Aim of the exercise ▸
Copy every line of the entries below in full, raising each coordinate in the answers by 79 and leaving all other numbers as they are.

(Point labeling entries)
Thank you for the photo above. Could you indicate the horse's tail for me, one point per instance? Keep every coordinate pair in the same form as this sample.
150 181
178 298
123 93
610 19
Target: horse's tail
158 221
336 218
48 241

Complete answer ▸
Thank you for the photo above. Could you indicate the horse's tail for me, one point per instance? Keep every coordinate pair in the same form as this sample.
150 181
178 298
123 93
610 19
Target: horse's tail
237 300
415 297
127 320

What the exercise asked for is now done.